EXERCISE GOAL: Print the entries exactly; skip the pictures.

Stored records:
○ ○ ○ ○ ○

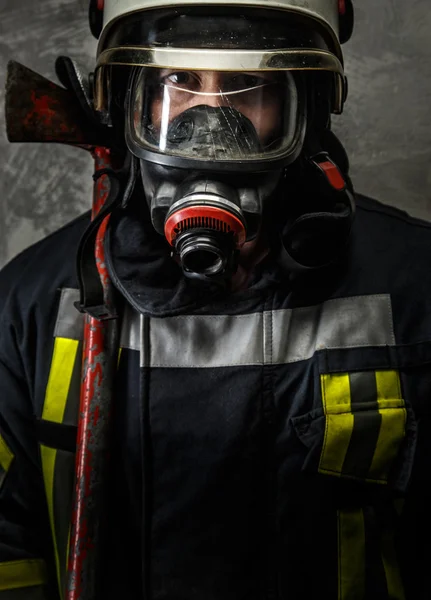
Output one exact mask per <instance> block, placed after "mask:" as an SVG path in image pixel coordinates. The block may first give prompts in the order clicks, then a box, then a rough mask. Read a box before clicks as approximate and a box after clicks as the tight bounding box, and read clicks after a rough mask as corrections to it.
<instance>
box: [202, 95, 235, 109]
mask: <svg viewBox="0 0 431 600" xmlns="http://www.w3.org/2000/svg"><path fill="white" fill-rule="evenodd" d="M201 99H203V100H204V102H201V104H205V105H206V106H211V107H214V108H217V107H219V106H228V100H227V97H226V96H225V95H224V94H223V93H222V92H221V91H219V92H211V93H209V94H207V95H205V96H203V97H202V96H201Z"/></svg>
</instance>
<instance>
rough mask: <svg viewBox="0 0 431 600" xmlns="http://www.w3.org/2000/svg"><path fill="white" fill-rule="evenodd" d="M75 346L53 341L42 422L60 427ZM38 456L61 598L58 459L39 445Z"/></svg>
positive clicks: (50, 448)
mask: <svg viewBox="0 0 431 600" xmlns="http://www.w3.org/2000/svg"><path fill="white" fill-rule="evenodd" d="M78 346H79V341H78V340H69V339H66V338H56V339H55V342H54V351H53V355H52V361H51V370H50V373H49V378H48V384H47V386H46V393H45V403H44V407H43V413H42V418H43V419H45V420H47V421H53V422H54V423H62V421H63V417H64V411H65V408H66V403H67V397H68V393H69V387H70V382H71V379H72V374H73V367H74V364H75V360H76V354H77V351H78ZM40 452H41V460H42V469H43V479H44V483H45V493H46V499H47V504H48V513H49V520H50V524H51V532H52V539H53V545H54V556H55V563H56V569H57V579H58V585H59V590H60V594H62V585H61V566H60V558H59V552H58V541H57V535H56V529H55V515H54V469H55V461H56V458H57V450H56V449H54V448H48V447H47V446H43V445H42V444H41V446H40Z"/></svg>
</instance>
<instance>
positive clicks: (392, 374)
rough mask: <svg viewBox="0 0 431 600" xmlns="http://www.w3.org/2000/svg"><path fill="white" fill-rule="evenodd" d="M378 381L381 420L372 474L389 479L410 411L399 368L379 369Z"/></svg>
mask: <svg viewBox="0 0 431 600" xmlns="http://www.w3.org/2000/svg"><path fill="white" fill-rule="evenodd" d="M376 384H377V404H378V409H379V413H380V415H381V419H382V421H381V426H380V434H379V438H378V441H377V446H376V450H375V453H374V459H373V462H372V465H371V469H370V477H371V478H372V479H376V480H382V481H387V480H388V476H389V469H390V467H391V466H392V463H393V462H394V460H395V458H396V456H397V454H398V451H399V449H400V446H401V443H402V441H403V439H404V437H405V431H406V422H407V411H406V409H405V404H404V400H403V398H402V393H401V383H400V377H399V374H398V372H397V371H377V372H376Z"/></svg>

○ ○ ○ ○ ○

REPLY:
Output one exact mask per <instance> block, placed after "mask:" as an SVG path in image pixel coordinates. The block may first give prompts in the order clicks, then a box, then a rough mask. Read a box before clicks as approximate and a box after clicks as the tight bounding box, and read clicks after a rough mask as corrections to it.
<instance>
box: [202, 95, 235, 109]
mask: <svg viewBox="0 0 431 600" xmlns="http://www.w3.org/2000/svg"><path fill="white" fill-rule="evenodd" d="M201 99H203V100H204V102H201V104H205V105H206V106H211V107H214V108H217V107H219V106H228V100H227V97H226V96H225V95H224V94H223V93H222V92H221V91H219V92H211V93H209V94H207V95H205V96H203V97H202V96H201Z"/></svg>
</instance>
<instance>
rough mask: <svg viewBox="0 0 431 600" xmlns="http://www.w3.org/2000/svg"><path fill="white" fill-rule="evenodd" d="M75 346L53 341L42 422L60 427ZM38 456L61 598L58 459L39 445Z"/></svg>
positive clicks: (50, 448)
mask: <svg viewBox="0 0 431 600" xmlns="http://www.w3.org/2000/svg"><path fill="white" fill-rule="evenodd" d="M78 346H79V341H78V340H69V339H66V338H56V339H55V342H54V351H53V355H52V361H51V370H50V373H49V378H48V384H47V386H46V393H45V403H44V407H43V413H42V418H43V419H45V420H47V421H53V422H54V423H62V421H63V417H64V411H65V408H66V403H67V397H68V393H69V387H70V382H71V379H72V374H73V367H74V364H75V360H76V354H77V351H78ZM40 452H41V460H42V469H43V479H44V483H45V493H46V499H47V504H48V513H49V520H50V524H51V532H52V539H53V545H54V556H55V563H56V569H57V579H58V585H59V590H60V594H62V585H61V566H60V558H59V552H58V541H57V535H56V529H55V515H54V469H55V461H56V458H57V450H56V449H54V448H48V447H47V446H43V445H42V444H41V446H40Z"/></svg>
</instance>
<instance>
positive clicks: (392, 374)
rough mask: <svg viewBox="0 0 431 600" xmlns="http://www.w3.org/2000/svg"><path fill="white" fill-rule="evenodd" d="M378 381L381 420L372 474L389 479L410 411L399 368L379 369Z"/></svg>
mask: <svg viewBox="0 0 431 600" xmlns="http://www.w3.org/2000/svg"><path fill="white" fill-rule="evenodd" d="M376 384H377V404H378V409H379V413H380V415H381V419H382V421H381V426H380V434H379V438H378V441H377V446H376V450H375V453H374V459H373V462H372V465H371V469H370V477H371V478H372V479H376V480H382V481H387V480H388V476H389V469H390V467H391V466H392V463H393V462H394V460H395V458H396V456H397V454H398V451H399V449H400V446H401V443H402V441H403V439H404V437H405V431H406V422H407V411H406V409H405V404H404V400H403V398H402V393H401V383H400V377H399V374H398V372H397V371H377V372H376Z"/></svg>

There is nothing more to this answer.